Exercise data

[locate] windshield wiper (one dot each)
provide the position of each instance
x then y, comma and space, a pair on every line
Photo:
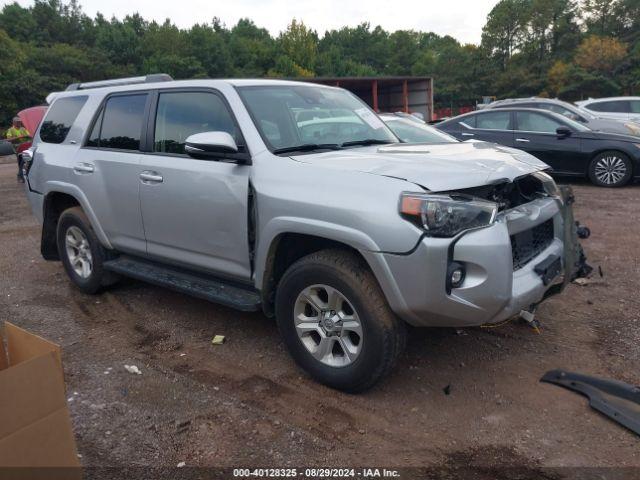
366, 141
308, 147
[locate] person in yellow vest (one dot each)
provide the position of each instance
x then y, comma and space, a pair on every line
17, 134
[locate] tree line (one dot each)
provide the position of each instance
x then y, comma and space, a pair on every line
566, 48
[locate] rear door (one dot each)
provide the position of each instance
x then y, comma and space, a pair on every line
107, 168
536, 133
195, 212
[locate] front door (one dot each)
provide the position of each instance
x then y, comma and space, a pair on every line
194, 211
536, 133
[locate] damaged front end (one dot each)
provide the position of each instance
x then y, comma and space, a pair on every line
575, 260
514, 196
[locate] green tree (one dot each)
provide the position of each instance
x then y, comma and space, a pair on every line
300, 44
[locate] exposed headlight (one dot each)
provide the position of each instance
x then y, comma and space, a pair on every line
446, 215
549, 185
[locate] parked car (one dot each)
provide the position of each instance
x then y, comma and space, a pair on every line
596, 123
410, 131
6, 148
620, 108
296, 199
570, 148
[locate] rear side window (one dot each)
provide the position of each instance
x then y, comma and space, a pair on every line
60, 117
181, 114
536, 122
493, 120
119, 124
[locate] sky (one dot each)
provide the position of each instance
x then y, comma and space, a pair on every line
462, 19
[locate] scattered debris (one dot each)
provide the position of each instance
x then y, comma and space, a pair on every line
132, 369
617, 400
582, 231
530, 318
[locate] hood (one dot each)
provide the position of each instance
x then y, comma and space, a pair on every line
436, 167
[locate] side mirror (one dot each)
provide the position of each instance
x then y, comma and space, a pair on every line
210, 145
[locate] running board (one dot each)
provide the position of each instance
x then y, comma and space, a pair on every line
206, 288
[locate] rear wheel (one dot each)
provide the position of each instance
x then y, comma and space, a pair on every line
335, 321
81, 252
610, 169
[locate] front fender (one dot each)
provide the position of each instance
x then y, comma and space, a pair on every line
75, 192
317, 228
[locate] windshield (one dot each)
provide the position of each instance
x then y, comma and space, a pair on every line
413, 132
311, 117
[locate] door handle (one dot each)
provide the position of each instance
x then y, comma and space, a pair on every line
149, 176
83, 168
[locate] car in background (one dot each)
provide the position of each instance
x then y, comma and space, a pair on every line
410, 131
570, 148
594, 122
620, 108
6, 148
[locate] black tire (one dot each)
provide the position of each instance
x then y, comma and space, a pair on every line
99, 277
384, 335
603, 159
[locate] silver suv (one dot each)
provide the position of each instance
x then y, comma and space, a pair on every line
297, 200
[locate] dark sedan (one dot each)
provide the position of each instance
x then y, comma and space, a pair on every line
570, 148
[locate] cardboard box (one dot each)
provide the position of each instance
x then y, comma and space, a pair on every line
35, 428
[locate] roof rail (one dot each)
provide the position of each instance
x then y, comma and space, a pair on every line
152, 78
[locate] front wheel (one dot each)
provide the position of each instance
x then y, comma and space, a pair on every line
335, 321
81, 252
610, 169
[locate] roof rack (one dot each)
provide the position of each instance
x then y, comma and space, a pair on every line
153, 78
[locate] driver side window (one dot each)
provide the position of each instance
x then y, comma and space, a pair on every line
181, 114
536, 122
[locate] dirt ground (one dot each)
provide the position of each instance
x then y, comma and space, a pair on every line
245, 403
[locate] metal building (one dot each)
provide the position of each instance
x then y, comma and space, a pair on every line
388, 94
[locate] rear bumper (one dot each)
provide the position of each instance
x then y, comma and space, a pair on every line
36, 201
415, 283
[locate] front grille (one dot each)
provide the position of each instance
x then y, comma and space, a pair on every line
530, 243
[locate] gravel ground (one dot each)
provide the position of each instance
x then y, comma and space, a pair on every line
245, 403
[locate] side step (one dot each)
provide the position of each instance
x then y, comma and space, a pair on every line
194, 284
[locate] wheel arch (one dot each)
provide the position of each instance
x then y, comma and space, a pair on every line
54, 203
286, 248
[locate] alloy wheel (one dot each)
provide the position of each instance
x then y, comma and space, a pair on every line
328, 325
610, 169
78, 252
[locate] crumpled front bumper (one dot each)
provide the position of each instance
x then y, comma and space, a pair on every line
415, 283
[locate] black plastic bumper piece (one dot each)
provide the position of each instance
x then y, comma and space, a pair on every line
185, 281
617, 400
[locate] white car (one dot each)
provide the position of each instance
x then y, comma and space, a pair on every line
620, 108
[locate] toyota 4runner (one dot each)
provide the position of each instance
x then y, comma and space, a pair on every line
295, 199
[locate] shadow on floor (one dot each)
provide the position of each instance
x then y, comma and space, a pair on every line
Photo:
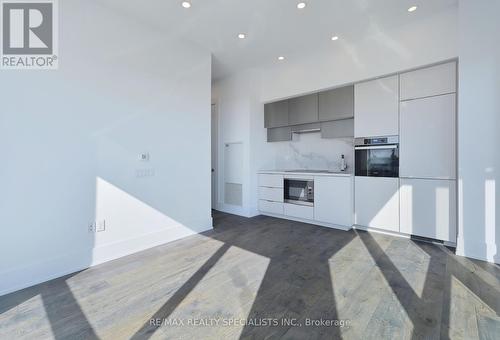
66, 318
298, 282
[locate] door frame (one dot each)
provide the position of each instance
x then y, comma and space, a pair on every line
214, 140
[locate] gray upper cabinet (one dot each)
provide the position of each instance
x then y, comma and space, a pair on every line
336, 104
303, 110
276, 114
281, 134
343, 128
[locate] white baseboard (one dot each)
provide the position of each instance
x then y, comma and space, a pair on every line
33, 274
234, 210
321, 224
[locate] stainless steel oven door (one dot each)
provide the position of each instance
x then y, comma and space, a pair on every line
299, 191
377, 160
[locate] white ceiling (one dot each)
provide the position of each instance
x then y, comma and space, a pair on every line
273, 27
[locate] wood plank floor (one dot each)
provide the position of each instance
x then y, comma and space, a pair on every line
266, 278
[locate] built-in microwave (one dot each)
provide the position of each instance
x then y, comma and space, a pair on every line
377, 156
299, 191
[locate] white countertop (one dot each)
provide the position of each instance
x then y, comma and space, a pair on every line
307, 173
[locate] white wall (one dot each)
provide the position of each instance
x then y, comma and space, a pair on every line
70, 140
241, 96
479, 126
425, 42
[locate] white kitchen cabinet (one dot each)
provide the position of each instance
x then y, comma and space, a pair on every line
298, 211
377, 202
271, 207
430, 81
271, 194
333, 202
271, 180
428, 138
428, 208
376, 107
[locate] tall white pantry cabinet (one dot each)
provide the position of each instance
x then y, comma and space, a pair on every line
427, 129
420, 107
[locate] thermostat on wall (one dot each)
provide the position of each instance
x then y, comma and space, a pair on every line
144, 156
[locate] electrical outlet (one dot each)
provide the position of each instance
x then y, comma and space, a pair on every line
97, 227
142, 173
100, 226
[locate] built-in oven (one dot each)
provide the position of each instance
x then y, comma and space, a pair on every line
299, 191
377, 156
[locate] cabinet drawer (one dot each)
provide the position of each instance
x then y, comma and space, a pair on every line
272, 181
377, 202
271, 207
271, 194
430, 81
298, 211
428, 208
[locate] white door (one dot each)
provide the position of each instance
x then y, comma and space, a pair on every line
428, 208
430, 81
214, 156
376, 108
428, 138
377, 202
333, 201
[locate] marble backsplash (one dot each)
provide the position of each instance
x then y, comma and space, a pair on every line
310, 151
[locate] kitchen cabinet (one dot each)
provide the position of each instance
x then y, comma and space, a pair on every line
271, 207
428, 208
270, 180
336, 104
281, 134
298, 211
430, 81
303, 110
376, 108
333, 201
276, 114
428, 137
377, 202
271, 194
338, 128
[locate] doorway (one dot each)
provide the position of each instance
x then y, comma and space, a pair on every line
215, 138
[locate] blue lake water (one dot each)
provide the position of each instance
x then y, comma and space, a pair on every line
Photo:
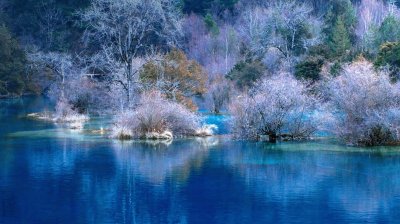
49, 174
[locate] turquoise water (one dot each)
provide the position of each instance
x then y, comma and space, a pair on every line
49, 174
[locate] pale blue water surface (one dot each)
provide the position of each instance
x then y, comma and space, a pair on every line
49, 174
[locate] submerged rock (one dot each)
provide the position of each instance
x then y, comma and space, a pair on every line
156, 135
206, 130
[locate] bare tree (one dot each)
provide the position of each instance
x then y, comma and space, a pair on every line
60, 65
127, 30
287, 26
50, 19
279, 107
365, 106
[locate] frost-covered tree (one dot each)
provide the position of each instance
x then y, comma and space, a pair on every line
365, 105
287, 26
279, 107
126, 30
156, 117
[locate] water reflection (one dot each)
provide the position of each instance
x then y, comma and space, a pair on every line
51, 175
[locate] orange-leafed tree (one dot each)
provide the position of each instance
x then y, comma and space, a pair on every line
177, 77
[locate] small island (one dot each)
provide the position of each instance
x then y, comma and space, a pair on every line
210, 111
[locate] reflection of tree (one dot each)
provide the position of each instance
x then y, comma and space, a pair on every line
157, 163
358, 185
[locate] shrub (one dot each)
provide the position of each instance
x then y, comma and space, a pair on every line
278, 107
365, 105
389, 55
309, 69
154, 116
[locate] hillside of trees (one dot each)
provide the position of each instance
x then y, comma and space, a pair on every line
284, 69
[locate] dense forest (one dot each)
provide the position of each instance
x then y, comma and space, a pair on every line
283, 69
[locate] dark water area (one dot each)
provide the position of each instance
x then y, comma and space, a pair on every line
49, 174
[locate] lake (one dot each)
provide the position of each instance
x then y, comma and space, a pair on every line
49, 174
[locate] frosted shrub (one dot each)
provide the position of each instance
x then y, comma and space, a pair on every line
280, 107
365, 105
156, 118
65, 113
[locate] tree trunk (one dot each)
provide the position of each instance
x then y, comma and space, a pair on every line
272, 137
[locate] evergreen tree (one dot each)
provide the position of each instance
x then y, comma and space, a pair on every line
12, 63
211, 24
340, 25
389, 31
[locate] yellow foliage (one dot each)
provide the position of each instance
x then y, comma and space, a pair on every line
176, 76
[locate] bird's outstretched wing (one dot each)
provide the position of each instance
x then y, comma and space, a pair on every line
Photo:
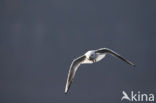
73, 68
106, 50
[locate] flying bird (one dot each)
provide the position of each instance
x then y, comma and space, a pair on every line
90, 57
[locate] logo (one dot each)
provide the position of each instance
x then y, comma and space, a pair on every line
138, 96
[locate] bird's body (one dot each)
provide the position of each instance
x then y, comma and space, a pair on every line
89, 57
95, 56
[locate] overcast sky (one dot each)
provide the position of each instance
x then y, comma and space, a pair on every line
40, 38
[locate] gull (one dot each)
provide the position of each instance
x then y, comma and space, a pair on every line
90, 57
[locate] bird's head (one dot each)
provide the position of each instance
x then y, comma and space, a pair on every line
90, 55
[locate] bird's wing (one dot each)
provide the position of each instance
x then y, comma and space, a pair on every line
106, 50
73, 68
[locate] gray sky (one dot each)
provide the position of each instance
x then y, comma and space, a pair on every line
39, 39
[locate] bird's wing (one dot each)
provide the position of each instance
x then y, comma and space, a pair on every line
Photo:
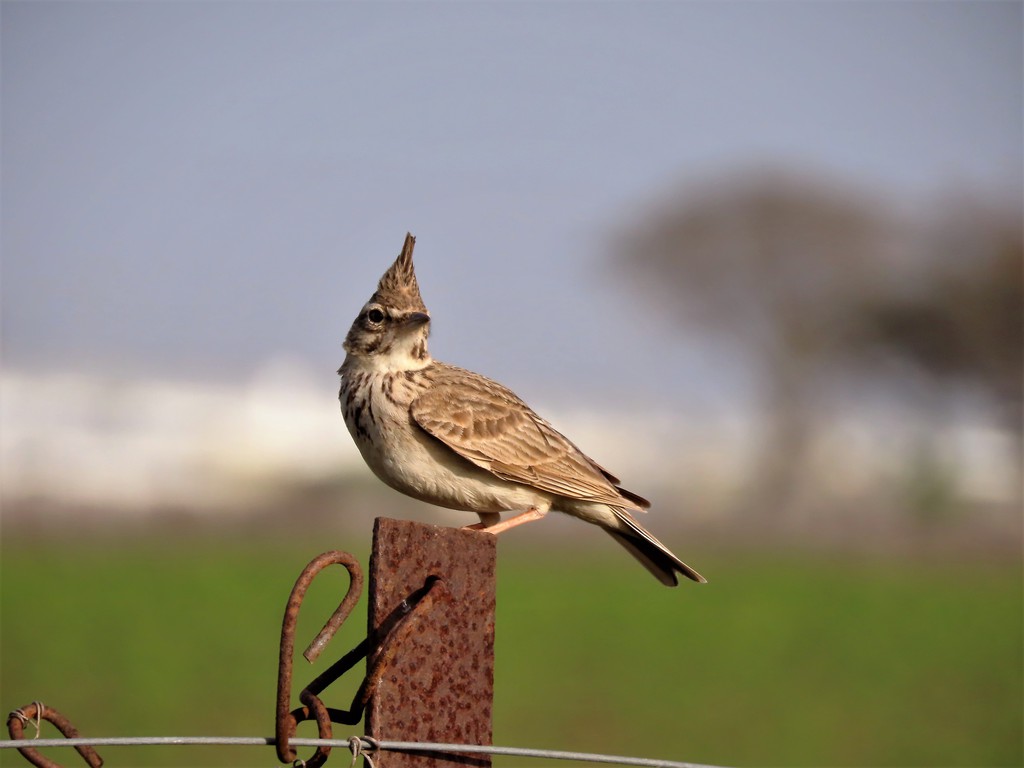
487, 424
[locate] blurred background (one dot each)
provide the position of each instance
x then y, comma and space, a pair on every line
764, 261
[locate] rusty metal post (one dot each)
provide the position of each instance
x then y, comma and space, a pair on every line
439, 686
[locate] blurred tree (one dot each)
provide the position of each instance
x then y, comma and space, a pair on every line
962, 322
803, 276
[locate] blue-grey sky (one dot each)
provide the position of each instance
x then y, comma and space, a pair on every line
193, 188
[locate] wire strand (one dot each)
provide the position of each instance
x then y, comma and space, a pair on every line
368, 745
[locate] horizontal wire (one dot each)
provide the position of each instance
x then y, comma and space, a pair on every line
367, 747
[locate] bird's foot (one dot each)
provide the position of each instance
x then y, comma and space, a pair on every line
534, 513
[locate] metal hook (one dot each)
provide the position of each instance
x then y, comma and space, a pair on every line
286, 723
392, 635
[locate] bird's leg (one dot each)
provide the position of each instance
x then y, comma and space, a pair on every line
486, 519
534, 513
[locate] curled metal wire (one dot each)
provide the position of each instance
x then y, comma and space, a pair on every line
33, 715
382, 648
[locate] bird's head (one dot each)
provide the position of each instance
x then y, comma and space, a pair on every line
391, 329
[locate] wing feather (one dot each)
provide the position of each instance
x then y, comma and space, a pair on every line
488, 425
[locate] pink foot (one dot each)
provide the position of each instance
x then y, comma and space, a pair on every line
500, 527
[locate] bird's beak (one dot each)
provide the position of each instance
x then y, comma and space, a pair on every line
413, 320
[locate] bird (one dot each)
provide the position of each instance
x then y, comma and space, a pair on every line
458, 439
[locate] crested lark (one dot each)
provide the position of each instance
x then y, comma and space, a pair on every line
458, 439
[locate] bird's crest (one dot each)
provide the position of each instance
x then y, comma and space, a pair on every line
398, 287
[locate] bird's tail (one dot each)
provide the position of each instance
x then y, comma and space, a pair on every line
651, 553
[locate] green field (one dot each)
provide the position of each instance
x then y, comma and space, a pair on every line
780, 660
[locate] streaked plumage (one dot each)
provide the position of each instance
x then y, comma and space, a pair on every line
458, 439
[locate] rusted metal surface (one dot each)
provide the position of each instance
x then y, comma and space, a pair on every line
286, 722
33, 715
439, 685
384, 644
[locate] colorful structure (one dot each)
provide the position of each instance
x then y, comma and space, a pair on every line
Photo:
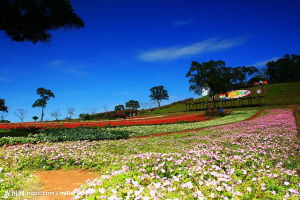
234, 94
260, 83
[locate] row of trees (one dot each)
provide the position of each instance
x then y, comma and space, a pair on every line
158, 93
215, 77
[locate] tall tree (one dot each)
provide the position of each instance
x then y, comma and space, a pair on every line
31, 20
158, 94
215, 77
286, 69
3, 109
119, 107
132, 104
20, 113
42, 102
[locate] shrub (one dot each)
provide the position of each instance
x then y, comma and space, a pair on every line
217, 113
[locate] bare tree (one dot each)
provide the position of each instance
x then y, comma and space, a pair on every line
71, 112
56, 114
20, 113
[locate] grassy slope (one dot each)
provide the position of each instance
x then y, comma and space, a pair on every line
275, 94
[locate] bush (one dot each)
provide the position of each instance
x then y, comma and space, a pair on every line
217, 113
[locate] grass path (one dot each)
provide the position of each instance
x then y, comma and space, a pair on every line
64, 182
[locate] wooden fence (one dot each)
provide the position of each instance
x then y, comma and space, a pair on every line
227, 103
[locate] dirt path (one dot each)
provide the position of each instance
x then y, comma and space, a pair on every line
194, 130
62, 182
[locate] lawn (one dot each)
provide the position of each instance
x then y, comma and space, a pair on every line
255, 159
275, 94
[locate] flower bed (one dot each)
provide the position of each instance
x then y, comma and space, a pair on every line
154, 121
246, 160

Required action
Make a tally of the lines in this material that hold the string "black", then give that number without any other words.

Result of this exercise
2